**WHAT TO PRODUCE**
Transcribe the material in full, exactly as written.

——

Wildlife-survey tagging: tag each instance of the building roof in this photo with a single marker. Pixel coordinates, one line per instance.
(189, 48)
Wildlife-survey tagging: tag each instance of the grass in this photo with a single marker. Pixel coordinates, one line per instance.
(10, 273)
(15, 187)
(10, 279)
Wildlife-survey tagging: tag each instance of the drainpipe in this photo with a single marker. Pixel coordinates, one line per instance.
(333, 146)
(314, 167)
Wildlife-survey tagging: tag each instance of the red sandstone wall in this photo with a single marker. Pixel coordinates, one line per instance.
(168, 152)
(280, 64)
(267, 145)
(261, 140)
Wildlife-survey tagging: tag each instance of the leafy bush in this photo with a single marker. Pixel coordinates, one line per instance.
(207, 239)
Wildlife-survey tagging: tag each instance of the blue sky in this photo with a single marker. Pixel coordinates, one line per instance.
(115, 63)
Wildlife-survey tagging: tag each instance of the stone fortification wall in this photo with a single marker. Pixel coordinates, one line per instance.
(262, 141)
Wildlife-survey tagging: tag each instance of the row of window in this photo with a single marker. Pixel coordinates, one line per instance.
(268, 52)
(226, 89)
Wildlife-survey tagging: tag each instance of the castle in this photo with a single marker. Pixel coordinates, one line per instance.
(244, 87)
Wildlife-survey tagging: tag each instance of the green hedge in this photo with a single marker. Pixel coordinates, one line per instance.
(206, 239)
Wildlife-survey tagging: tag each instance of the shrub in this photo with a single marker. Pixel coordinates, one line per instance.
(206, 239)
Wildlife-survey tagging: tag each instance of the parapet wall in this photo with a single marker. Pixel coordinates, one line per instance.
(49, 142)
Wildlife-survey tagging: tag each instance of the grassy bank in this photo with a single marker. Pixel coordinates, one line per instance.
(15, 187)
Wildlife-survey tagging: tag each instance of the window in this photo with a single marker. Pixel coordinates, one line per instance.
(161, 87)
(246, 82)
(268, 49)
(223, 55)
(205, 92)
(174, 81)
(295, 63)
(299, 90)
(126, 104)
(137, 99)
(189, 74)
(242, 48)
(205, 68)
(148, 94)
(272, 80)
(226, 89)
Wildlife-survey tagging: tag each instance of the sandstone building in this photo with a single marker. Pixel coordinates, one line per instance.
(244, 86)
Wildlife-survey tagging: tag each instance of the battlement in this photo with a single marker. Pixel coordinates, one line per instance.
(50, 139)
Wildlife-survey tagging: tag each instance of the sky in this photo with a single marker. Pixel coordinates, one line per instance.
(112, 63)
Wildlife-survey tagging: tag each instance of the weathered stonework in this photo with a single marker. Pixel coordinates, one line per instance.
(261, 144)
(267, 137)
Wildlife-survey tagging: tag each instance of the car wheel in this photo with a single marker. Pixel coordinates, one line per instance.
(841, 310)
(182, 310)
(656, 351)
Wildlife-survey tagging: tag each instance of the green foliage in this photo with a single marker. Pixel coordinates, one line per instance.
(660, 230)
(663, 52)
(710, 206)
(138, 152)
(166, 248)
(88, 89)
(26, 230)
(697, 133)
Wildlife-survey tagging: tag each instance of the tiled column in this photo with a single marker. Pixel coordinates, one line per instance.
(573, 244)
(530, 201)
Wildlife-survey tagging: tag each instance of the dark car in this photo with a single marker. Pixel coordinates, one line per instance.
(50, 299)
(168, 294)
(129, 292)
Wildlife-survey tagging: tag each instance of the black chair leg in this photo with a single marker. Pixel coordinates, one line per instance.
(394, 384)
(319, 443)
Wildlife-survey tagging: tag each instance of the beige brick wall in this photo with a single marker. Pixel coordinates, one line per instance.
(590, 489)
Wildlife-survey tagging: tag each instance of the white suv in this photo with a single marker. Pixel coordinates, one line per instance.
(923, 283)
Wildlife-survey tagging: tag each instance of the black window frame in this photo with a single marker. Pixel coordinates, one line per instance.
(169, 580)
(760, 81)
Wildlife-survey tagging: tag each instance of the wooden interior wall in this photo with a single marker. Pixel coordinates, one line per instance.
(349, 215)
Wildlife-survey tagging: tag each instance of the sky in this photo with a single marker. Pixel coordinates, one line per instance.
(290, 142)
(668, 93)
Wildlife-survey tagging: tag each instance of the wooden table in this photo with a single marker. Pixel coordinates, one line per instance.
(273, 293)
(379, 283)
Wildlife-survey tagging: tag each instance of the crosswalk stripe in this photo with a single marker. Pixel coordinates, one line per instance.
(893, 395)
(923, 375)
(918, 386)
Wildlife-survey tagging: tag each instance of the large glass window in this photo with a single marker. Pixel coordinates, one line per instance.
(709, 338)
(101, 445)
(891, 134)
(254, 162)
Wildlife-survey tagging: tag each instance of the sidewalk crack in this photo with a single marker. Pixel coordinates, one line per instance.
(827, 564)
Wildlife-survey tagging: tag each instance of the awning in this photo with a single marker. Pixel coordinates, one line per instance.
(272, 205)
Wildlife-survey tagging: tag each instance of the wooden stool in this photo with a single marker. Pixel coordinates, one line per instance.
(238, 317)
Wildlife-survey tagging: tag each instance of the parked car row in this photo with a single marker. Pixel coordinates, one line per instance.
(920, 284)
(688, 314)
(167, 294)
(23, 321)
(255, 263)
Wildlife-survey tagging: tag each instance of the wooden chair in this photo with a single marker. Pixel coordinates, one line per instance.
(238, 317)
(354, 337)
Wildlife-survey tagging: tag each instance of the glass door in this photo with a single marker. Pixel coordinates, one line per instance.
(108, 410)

——

**RESPONSE**
Wildlife-survey tagging: tag each instance of the building roof in this photo with a single marker. Pixel coordinates, one line per instance.
(189, 48)
Wildlife-survey tagging: tag each instance of the grass in this photo with a single marker. Pixel coordinates, one line per instance.
(10, 273)
(15, 187)
(10, 279)
Wildlife-survey tagging: tag each instance of the drainpipe in this photo with a single marker. Pixel coordinates, one line per instance.
(333, 146)
(314, 167)
Wildlife-survey tagging: tag each instance of the red sandstone wall in this photo with a single marker. Pixel coordinates, one line per instance.
(168, 152)
(280, 64)
(267, 145)
(261, 140)
Wildlife-survey tagging: tag each instance of the leafy bush in this photo with a single marker. Pixel coordinates, one line per instance.
(207, 239)
Wildlife-survey tagging: tag each instance of the blue sky in this photo with a single marker. Pixel coordinates, one line per instance.
(115, 63)
Wildlife-survey tagging: tag each instance of the stone fortification wall in this photo with a single marker. Pixel coordinates, one line per instance.
(262, 141)
Wildlife-survey tagging: tag each instance of the row of window in this photo with a single marker. Pixel coordinates, one line per instance.
(268, 52)
(226, 89)
Wildlife-survey tagging: tag each instance of the castle in this photo with a single marker. Pixel coordinates, one line per instance.
(244, 87)
Wildlife-survey tagging: tag each instance of the green hedge in this photo with a single marker. Pixel coordinates, one line per instance.
(206, 239)
Wildlife-survey tagging: tag each instance of the shrub in this photo with a single marker. Pixel coordinates, one line per instance.
(206, 239)
Wildlife-survey tagging: tag each instance of the parapet wall in this photo with a single marker. Pixel coordinates, one line per instance.
(49, 142)
Wildlife-survey tagging: tag each instance of the grassy bank in this photo with a single marker. Pixel coordinates, one line per instance.
(15, 187)
Wildlife-survey tagging: tag each instance of the window in this photo with a single marker. Pixel coordinates, one line per instance.
(161, 87)
(246, 82)
(268, 49)
(223, 55)
(205, 92)
(174, 81)
(295, 63)
(299, 90)
(126, 104)
(137, 99)
(189, 74)
(242, 48)
(205, 68)
(148, 94)
(272, 80)
(226, 89)
Wildlife-survey tagging: tag each instance of the sandstone building in this photo with a single marker. Pixel coordinates, one line per instance.
(244, 86)
Wildlife-survey tagging: tag each instance of the battlement in this photo with a single marker. Pixel coordinates, one line per instance.
(50, 139)
Wildlife-survey tagging: tag each instance of the sky in this photo with a single marker. Pixel coordinates, one line per instance.
(112, 63)
Wildlife-survey tagging: tag each instance of the weathered stonework in this photo with a single marker. Pixel coordinates, one line per instance.
(261, 144)
(267, 137)
Wildlife-survey tagging: tag each instance of the car wheel in this photo with a single marker. Pixel coordinates, one line per instance.
(841, 310)
(182, 310)
(656, 351)
Wildlife-survey tagging: tag each instance of the green foliage in this photo with a single marker. Pixel coordinates, one line per instance.
(660, 230)
(663, 52)
(710, 206)
(138, 152)
(166, 248)
(88, 89)
(26, 230)
(697, 133)
Wildlife-survey tagging: tag each instance of the tiled column in this photo with a single marker. Pixel coordinates, one line per instance.
(573, 244)
(530, 201)
Wildlife-survey tagging: tag each instance of the dark car in this photo with a single marker. Pixel coordinates, one line per instance.
(50, 299)
(168, 294)
(129, 292)
Wildlife-survey tagging: tag each instance of the black chair leg in this photo with a single marker. Pixel coordinates, one line per instance.
(394, 384)
(319, 443)
Wildlife-survey tagging: tag each instance of the beige brick wall in this photo with a single marker. Pixel coordinates, one line per instance.
(590, 489)
Wildlife-survey tagging: tag each instance of the white suv in this photo with a single marker. Pixel coordinates, one line per instance.
(923, 283)
Wildlife-survey tagging: tag each instance of the black window frame in this photo with a single marker. Pixel coordinates, one line per instance.
(169, 580)
(760, 81)
Wildlife-survey tagging: tag each instance of the wooden interior wall in this photo with a single marker. Pixel coordinates, one line per instance.
(349, 215)
Wildlife-survey tagging: tag each instance of the sky in this photo with a single marker. Pixel coordinates, one line per instance.
(290, 142)
(668, 93)
Wildlife-survey tagging: tag each instance of the wooden table in this photo with a single marker. Pixel coordinates, one line per instance.
(273, 293)
(379, 283)
Wildlife-survey tagging: tag each instance of the crosswalk stripe in this photo with a single marker. Pixel coordinates, one line per instance.
(893, 395)
(923, 375)
(918, 386)
Wildlife-survey tagging: tag each instance of the large glass window in this photo with a single marker. Pixel coordinates, one line per instance.
(709, 338)
(101, 445)
(891, 134)
(254, 162)
Wildlife-survey tagging: tag each instance of the sidewalk crack in this photo with a single marker. Pixel coordinates, one line per instance.
(827, 564)
Wildlife-survey tagging: tag each instance of the awning in this photo with a single marker. Pixel coordinates, one line per instance.
(272, 205)
Wildlife-survey tagging: tag each instance of the wooden stool in this photo with a single marker. Pixel coordinates, one line per instance.
(238, 317)
Wildlife-survey tagging: tag each instance of the parked car row in this photo with a single marker. Pixel coordinates, one line per instance.
(920, 284)
(688, 314)
(167, 294)
(23, 321)
(255, 263)
Wildlife-survey tagging: tag each instance of the wooden chair in this photo with a single marker. Pixel coordinates, one line per instance.
(238, 317)
(354, 337)
Wildlife-survey tagging: tag each instance of the glass door in this photo with a single marker. Pixel coordinates, one line per instance.
(108, 410)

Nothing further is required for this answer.